--- TEXT SEGMENT ---

(A few days ago I decided to investigate implementing IQueryable provider. The first reference I always find for this task is Matt Waren's blog post

http://blogs.msdn.com/b/mattwar/archive/2007/07/30/linq-building-an-iqueryable-provider-part-i.aspx

There's nothing wrong with Matt's post except that personally I found that even though it's the 3rd time I've looked at his introduction, it's very hard to understand what he's saying. So for me, and for everyone like me, I'm writing an alternative introduction post. It doesn't replace his series in any way, I just think that if are going to read his series, also reading this can help with some of the concepts.)

Fact #1: If you really want to do a custom IQueryable where you provide the execution logic, there are actually two interfaces to implement. IQueryable and IQueryProvider.

But, and here is the counter-fact: if you don't really want to do a custom IQueryable with lots of fancy execution logic, you just need to implement IQueryable to satisfy some inheritance rules, then you can do the quick and dirty IQueryable<T> implementation where you forward the calls to some other IQueryable like EnumerableQuery<T> like this:

IQueryable<T> _queryable = new EnumerableQuery<T>(_data); // _data is an IEnumerable of the dataset

 

public Type ElementType

{

get { return typeof(T); }

}

 

public Expression Expression

{

get { return _queryable.Expression; }

}

 

public IQueryProvider Provider

{

get { return _queryable.Provider; }

}

Fact #2: There are two common varieties of objects which implement IQueryable: Leafs and Branches.

--- SUPPLIED DATA ---

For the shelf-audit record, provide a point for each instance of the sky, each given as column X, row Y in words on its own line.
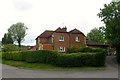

--- INSTRUCTION 1 ---
Reproduce the passage of the IQueryable provider post that begins with the words containing "public IQueryProvider Provider" and ends with "Leafs and Branches.", keeping every word and character unchanged.
--- INSTRUCTION 2 ---
Write the next part of the post on implementing an IQueryable provider, picking up after its final sentence.

--- EXERCISE ANSWER 1 ---
public IQueryProvider Provider

{

get { return _queryable.Provider; }

}

Fact #2: There are two common varieties of objects which implement IQueryable: Leafs and Branches.

--- EXERCISE ANSWER 2 ---
Or Terms and Expressions. Same idea. Either way…

Fact #3: An IQueryable is an Expression.

As in a System.Linq.Expressions Expression<T>.

An IQueryable is exactly notionally equivalent to some expression (which is a piece of code), that might either look like this:

var tempQueryable = (IQueryable)BLARG;

or it might look like this:

var tempQueryable = BLARG.Where(x => x.IsNice);

In the first case the IQueryable is BLARG, or to put it another way, it is the trivial expression returning BLARG.

In the second case, the IQueryable is created from a non-trivial expression: Where(x => x.IsNice) acting on BLARG. The method which created this expression is* the IQueryable.Where() extension method.

We can think of the first one as a leaf node in the tree, or an expression term. We can think of the second as a branch in the tree (the expression tree), or a non-trivial expression.

You can retrieve 'the' expression that the IQueryable represents from the IQueryable itself, by calling IQueryable.Expression.

Once we understand this fact, we can ask ourselves why do we need the IQueryable class at all, why are we not just using Expressions themselves? Well,

  • Reason #1: an IQueryable binds with it one other very important fact which is knowledge of how to execute (or interpret) the expression. This is IQueryable.Provider.
  • Reason #2: the IQueryable doesn't literally have to return the exact same expression as it was created with. It just has to be something that is logically the same and evaluates to the same result, and that the QueryProvider knows how to work with.

Fact #4: Everything you do with IQueryables until you enumerate them is just building more and expressions.


If BLARG is an IQueryable<T>, Blarg.Where(x => x.IsNice) doesn't actually do anything except build a bigger expression.

Fact #5: IQueryable extension build bigger expressions by calling IQueryProvider.CreateQuery().


I imagine this extensibility point is useful if you wanted to do fun stuff like optimize the expression online as it is being built… But otherwise it seems a little redundant.

Fact #6: It's easy to implement IQueryable.


Matt provides a template class for doing this in his first blog post called Query. It can correctly implement IQueryable, given an arbitrary IQueryProvider.

Fact #7: It's also easy to implement IQueryProvider.CreateQuery().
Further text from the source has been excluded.